* Your goal *
What follows is a set of records, each of which is to be written out exactly.

:::::

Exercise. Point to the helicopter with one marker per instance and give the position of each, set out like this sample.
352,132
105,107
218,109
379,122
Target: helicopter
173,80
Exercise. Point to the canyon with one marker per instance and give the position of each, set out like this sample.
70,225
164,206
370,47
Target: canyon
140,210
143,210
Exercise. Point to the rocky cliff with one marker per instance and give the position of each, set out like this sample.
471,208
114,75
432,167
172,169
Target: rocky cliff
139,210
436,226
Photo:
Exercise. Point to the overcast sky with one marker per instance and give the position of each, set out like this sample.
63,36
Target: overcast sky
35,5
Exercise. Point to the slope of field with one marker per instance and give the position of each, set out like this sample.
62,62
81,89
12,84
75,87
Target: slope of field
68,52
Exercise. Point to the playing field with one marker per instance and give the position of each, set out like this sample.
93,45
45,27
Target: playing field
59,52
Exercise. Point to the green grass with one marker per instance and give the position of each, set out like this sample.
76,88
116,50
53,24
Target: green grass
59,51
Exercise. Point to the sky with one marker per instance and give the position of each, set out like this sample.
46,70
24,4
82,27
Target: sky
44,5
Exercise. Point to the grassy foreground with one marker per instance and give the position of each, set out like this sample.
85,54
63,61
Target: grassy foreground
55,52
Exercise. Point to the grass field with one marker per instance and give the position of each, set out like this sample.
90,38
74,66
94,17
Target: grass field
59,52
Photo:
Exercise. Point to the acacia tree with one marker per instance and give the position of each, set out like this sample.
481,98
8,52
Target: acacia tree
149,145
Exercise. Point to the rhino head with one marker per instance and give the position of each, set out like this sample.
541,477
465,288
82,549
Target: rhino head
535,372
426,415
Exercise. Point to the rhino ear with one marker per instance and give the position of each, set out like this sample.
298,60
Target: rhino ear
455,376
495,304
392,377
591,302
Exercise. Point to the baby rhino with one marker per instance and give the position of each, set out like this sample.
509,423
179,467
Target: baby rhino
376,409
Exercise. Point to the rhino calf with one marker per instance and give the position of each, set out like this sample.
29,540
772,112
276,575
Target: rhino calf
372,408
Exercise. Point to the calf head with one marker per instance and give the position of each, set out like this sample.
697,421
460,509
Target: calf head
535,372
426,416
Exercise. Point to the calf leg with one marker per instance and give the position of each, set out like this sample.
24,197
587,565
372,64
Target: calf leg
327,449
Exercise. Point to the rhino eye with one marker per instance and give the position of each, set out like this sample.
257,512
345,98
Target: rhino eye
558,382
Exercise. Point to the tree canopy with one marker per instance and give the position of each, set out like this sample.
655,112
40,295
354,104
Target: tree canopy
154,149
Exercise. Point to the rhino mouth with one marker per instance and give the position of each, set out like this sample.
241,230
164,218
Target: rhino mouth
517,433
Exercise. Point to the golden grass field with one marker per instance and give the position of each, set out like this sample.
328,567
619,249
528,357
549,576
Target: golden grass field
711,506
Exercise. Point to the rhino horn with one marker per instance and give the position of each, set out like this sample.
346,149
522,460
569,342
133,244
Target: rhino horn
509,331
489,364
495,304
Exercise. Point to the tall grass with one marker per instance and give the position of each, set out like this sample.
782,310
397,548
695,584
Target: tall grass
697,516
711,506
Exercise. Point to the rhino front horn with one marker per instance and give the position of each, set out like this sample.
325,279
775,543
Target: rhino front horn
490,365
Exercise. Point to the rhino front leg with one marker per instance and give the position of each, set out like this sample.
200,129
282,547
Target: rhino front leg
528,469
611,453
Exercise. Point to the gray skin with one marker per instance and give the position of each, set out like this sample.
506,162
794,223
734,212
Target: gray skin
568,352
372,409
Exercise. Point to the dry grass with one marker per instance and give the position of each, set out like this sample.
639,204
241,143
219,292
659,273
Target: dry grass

:::::

* Response below *
Exercise. Point to the helicopter with one marker per instance and give the position of each, set out like this sample.
352,132
105,107
218,109
379,122
Target: helicopter
173,80
Exercise. Point to the canyon with one marker per instance and give the position of each, set out like this sample.
70,225
164,206
370,47
Target: canyon
140,210
143,210
Exercise. Point to the rocky cliff with one marker per instance and give the position of each, set out like this sample.
471,208
114,75
432,167
172,169
Target: rocky cliff
139,210
436,226
Photo:
Exercise. Point to the overcast sky with one marker per instance and give the position of each, set out like this sample.
63,36
Target: overcast sky
35,5
Exercise. Point to the slope of field with one marker per instance and give the position of each, set out like this sample.
62,62
81,89
12,84
75,87
Target: slope of field
68,52
Exercise. Point to the playing field with one marker per instance and give the position of each, set out like this sample.
93,45
45,27
Target: playing field
59,52
Exercise. Point to the green grass with one marker per instance and give the position of each, set out like this sample.
76,88
116,50
53,24
Target: green grass
59,51
Exercise. Point to the sky with one marker per instance and give the position of each, set out like this sample.
46,70
24,4
82,27
Target: sky
44,5
Exercise. Point to the grassy foreground with one marker per instance and give the position of each, set out like this sample.
85,54
63,61
Target: grassy foreground
55,52
Exercise. Point to the grass field with one marker per instance and give the position of each, set out like this sample.
90,38
74,66
94,17
Target: grass field
59,52
Photo:
Exercise. Point to the acacia tree with one marker per instance and give the position of each, set out like this sample.
481,98
8,52
Target: acacia tree
149,145
Exercise. Point to the rhino head with one marker per instance and give the position of each, set out like this sample.
541,477
465,288
82,549
Target: rhino head
535,372
426,415
Exercise. Point to the rhino ear with one marker per instance and give the position of each, set out like this sample.
298,60
Target: rhino ear
455,376
495,304
392,377
591,302
Exercise. Point to the baby rhino with one marker per instance and give the position of each, set out like this sample.
509,423
179,467
Target: baby rhino
376,409
Exercise. Point to the rhino calf with one marker per instance and give the position of each, set out like this sample.
29,540
772,112
276,575
Target: rhino calf
372,408
Exercise. Point to the calf head with one marker per instance and give the position of each, set out like this sample.
697,421
460,509
Target: calf head
535,372
426,416
Exercise. Point to the calf leg with one marker per instance and give the position of each, set out like this sample.
24,197
587,565
372,64
Target: calf leg
327,449
Exercise. Point to the rhino eye with one marker per instance and give the position of each, set out like this sample.
257,512
345,98
Target: rhino eye
558,382
Exercise. Point to the tree canopy with one marker per instance and give the position of each, set out like this sample.
655,112
40,295
354,104
Target: tree canopy
154,149
Exercise. Point to the rhino mouth with one marker per instance and give the position of each, set out like this sample.
241,230
164,218
Target: rhino mouth
517,433
Exercise. Point to the golden grass field with one marker per instance and give the position of each, set out like this sample.
328,567
619,249
528,357
549,576
Target: golden grass field
711,506
Exercise. Point to the rhino horn with one marker per instance and give the position of each, set out like this sample.
346,149
522,460
569,342
133,244
Target: rhino horn
509,331
489,364
495,304
Exercise. Point to the tall grass with one marker per instance and give the position of each, set out like this sample.
782,310
397,548
695,584
Target: tall grass
697,516
711,506
Exercise. Point to the rhino front horn with one marker per instance and give the position of each, set out like this sample.
325,279
775,543
Target: rhino front horn
490,365
Exercise. Point to the rhino front leg with one marker per instance and give the position of each, set out like this sample.
200,129
282,547
Target: rhino front leg
528,469
611,453
Exercise. Point to the gray skin with one marker per instance and give the position of each, set out like this sample.
506,162
794,223
734,212
Target: gray skin
568,352
372,409
Exercise. Point to the dry grass with one marker per instance and give the position of each, set out like this sample.
639,204
241,143
219,292
659,273
Target: dry grass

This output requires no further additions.